• [WHAT IS BEING ASKED]
Rewrite every line from the one containing "Where can the round" down to the last of the entries, changing nothing except the pixel coordinates in the answers, where 58 is added to each number.

.....

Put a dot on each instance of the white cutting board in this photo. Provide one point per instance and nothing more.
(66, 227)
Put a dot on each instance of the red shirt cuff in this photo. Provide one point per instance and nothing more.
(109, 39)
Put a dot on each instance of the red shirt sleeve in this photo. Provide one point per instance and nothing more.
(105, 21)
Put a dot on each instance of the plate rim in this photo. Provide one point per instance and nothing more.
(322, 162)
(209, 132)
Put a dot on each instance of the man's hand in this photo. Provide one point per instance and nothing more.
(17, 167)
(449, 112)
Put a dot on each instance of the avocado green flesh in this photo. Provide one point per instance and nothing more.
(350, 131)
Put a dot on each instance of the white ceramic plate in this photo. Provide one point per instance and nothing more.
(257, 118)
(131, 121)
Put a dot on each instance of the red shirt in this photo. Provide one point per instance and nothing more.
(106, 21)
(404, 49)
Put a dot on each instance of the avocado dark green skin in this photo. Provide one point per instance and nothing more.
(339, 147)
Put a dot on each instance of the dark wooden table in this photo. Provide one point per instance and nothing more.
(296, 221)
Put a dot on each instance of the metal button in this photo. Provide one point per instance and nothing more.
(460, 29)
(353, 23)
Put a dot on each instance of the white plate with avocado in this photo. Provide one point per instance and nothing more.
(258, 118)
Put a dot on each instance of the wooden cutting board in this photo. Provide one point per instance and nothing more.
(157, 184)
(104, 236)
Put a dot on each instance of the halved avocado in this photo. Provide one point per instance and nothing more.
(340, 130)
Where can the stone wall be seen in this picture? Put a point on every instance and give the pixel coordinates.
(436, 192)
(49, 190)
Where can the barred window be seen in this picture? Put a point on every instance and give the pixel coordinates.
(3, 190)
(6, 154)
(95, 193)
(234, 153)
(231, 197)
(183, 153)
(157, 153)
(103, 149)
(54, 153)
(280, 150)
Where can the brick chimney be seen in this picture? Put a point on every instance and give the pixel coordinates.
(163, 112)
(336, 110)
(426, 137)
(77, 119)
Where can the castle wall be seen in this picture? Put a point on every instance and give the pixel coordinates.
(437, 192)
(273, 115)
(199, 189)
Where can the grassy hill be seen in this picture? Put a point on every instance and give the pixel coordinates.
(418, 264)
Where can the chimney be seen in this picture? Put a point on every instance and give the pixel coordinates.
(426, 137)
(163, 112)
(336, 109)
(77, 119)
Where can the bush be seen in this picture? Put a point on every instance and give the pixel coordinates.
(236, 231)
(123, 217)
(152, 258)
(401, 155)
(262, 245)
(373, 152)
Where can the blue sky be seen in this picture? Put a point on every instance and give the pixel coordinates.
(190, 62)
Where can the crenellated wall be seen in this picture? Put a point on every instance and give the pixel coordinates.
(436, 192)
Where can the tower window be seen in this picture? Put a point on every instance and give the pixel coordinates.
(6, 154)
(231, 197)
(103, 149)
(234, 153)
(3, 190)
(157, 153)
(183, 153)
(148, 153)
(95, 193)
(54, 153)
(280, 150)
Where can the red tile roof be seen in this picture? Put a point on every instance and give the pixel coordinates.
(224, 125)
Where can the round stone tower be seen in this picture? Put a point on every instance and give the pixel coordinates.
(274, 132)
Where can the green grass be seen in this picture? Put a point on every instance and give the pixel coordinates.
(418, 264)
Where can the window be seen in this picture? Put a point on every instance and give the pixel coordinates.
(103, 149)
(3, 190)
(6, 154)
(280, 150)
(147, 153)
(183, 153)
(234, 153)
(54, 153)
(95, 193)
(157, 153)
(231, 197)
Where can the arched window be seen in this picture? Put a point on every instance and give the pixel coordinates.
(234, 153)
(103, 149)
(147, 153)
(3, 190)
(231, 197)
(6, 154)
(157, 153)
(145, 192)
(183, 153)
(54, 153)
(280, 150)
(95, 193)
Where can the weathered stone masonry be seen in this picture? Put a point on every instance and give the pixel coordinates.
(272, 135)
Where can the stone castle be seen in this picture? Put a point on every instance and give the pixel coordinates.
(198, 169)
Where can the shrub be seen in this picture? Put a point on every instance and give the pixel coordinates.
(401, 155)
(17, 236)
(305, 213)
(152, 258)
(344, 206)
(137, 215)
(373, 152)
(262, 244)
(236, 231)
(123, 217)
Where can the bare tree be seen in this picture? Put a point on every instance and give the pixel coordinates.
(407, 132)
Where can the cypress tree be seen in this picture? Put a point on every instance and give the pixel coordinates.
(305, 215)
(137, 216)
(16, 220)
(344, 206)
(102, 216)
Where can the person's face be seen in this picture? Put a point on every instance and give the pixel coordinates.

.....

• [FINAL RESULT]
Where can the round stone tower be seen in this picture? Put a point on every instance and give the pixel coordinates.
(332, 190)
Where can the green grass be seen in this picture? Put a point on every instance and give the pixel coordinates.
(476, 322)
Where can the window be seen in this picture? Put a point on every instance and give the pixel coordinates.
(161, 207)
(61, 248)
(64, 212)
(338, 208)
(205, 211)
(241, 211)
(292, 211)
(112, 211)
(153, 251)
(215, 211)
(289, 255)
Where can the arched window be seen in this picture? Put a point on every instance and give the pixel coordinates.
(292, 211)
(161, 207)
(205, 211)
(61, 248)
(289, 255)
(64, 212)
(215, 211)
(203, 250)
(241, 211)
(112, 211)
(338, 208)
(153, 251)
Where can the weathered stone masonry be seen in this picture? Put a point on every instance and give the pixel coordinates.
(330, 193)
Where can the stone castle be seen in this picture? Put a point on every instance and give the pixel coordinates.
(256, 227)
Where can the shrub be seen in this picture? Put a point on every instance and give the pixel coordinates.
(459, 213)
(75, 294)
(363, 271)
(210, 316)
(402, 264)
(195, 273)
(431, 210)
(320, 302)
(294, 289)
(181, 275)
Where can the bare tree be seen in this picture? Put a point on every instance and give the pixel coordinates.
(465, 190)
Where can the cypress tree be seen in this picture? Put a point on every instance and give the pixel coordinates.
(363, 273)
(195, 274)
(74, 278)
(402, 264)
(160, 274)
Where can the person's face be seen in this picture? Put a point on every instance and give the pixel coordinates.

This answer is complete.